§ Written exercise
Report how many lines of the entries below contain the string "sncf", matching case exactly. Give only the number.

§ Stored records
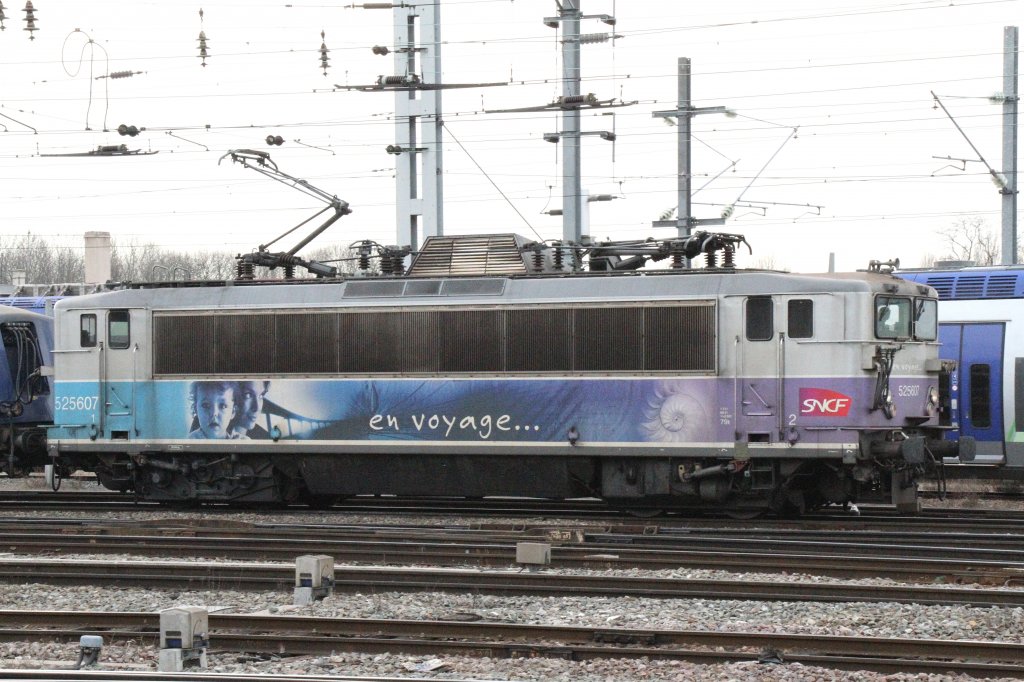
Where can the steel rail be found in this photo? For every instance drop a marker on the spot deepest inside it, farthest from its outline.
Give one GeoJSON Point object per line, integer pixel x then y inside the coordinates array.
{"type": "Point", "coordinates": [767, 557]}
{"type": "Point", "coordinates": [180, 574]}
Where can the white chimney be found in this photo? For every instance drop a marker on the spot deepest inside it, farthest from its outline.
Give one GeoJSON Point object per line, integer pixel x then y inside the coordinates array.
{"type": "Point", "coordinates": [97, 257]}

...

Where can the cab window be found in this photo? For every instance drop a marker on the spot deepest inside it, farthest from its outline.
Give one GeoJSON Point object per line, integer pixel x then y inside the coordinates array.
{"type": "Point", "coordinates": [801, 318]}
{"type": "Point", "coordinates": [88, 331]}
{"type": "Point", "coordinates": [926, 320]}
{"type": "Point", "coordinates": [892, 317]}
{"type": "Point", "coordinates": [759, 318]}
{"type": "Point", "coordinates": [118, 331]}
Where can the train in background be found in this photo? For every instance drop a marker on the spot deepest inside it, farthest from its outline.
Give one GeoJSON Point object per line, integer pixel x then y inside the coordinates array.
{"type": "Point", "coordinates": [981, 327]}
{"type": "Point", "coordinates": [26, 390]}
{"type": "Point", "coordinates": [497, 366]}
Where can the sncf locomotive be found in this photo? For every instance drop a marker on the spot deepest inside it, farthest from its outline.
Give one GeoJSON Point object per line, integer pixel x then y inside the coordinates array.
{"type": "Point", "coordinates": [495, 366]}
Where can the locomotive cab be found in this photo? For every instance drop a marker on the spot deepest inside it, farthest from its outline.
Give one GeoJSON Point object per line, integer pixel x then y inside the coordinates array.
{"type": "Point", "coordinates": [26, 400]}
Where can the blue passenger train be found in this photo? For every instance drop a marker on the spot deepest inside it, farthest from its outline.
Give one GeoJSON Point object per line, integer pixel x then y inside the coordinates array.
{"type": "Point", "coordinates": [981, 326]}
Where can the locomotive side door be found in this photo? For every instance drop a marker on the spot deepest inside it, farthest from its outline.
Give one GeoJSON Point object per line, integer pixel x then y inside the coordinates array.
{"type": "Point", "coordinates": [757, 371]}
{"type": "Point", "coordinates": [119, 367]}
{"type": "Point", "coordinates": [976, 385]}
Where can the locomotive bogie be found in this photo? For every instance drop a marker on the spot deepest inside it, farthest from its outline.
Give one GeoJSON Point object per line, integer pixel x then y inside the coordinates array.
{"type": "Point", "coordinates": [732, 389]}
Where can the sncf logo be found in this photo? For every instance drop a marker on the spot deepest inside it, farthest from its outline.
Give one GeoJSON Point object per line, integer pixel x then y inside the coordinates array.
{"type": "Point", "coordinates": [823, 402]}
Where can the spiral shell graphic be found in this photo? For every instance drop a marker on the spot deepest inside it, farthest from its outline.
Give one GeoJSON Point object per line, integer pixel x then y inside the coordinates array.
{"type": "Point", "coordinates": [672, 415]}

§ Solved exercise
2